> **Text shown**
After several months, I delete the memory card backups, leaving me with only a double set of backed-up JPGs. I do NOT save RAW, PSD or TIFF files for the long term. I use WHCC for prints, and they print from JPGs. I couldn't be happier with the print quality.

For me, the benefit of RAW is to allow greater flexibility in post-processing. Once my post-processing is done, I don't want the burden of storing that much data. Not only does it cost substantially more, but it takes more time to transfer the files. And it means more drives to manage. And for what? The obscure chance that a client will have me change an image from a completed project in a way that requires the extra latitude that a RAW image would provide? In my case, that just doesn't make much sense.

That said, I do, on occasion, save an image in RAW if it's truly exceptional.


----------



## awinphoto (Feb 1, 2012)

Remember, as jpegs, even saved with a compression setting of 10 (little compression), it is what it is, compressed. You may be losing some, albeit, minimal information and also jpegs also flatten, so if you use photoshop or lightroom or such and make a lot of layers, jpegs will flatten it all. You will be able to save more jpegs than you will tiff, but that is the tradeoff... Tiff, unlike what others have said, is not an obsolete file type, however, it isn't as well packaged as lets say a psd or dng. The problems with psd or dng, unless you have a program that can read it, you may not be able to show it or work with it on another computer. That isn't as vital as it was in the past, but if you have clients with older windows machines and you have psd files and hope to show them your images, they may not be able to open them. Tiffs are not compressed, can be opened on windows and macs, even without photoshop or another image editing program installed on it, especially on older systems. When I shoot for clients, unless i know they have photoshop, I only give them Tiff's and Jpegs of my files when I'm done with them. Tiff for the full sized and a smaller jpeg so they can throw it on the web, proof, or do whatever with. If money and space isn't an issue, save in tiff or psd (if it's only for you), or if space is an issue, save in the highest jpg possible and save up for a new bigger HD.

> **Required actions**
1) Answer these questions from the file-format discussion, one per line:
(a) Which company does the first writer use for prints, and from what file type do they print?
(b) What do jpegs do to the layers made in photoshop or lightroom, according to awinphoto?
(c) Which file types does awinphoto give clients who are not known to have photoshop?
2) Write out the file-format discussion again, beginning at the words "After several months, I" and stopping after "it's truly exceptional.". Switch every "RAW" to "DNG".

> **Recorded data**
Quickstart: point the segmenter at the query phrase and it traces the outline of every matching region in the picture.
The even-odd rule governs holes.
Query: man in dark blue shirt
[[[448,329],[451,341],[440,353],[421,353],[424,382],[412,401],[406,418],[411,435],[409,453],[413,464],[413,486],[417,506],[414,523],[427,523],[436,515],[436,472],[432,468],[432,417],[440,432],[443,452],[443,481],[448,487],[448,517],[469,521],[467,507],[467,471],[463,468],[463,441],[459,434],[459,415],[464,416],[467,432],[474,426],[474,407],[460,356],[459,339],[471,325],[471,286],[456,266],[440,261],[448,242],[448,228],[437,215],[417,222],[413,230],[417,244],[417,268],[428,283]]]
...
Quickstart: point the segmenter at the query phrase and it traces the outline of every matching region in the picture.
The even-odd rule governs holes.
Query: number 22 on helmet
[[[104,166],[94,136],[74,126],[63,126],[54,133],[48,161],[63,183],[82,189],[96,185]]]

> **Per-task outputs**
1)
(a) WHCC, which prints from JPGs.
(b) Jpegs flatten them all.
(c) Tiff's and Jpegs.

2)
After several months, I delete the memory card backups, leaving me with only a double set of backed-up JPGs. I do NOT save DNG, PSD or TIFF files for the long term. I use WHCC for prints, and they print from JPGs. I couldn't be happier with the print quality.

For me, the benefit of DNG is to allow greater flexibility in post-processing. Once my post-processing is done, I don't want the burden of storing that much data. Not only does it cost substantially more, but it takes more time to transfer the files. And it means more drives to manage. And for what? The obscure chance that a client will have me change an image from a completed project in a way that requires the extra latitude that a DNG image would provide? In my case, that just doesn't make much sense.

That said, I do, on occasion, save an image in DNG if it's truly exceptional.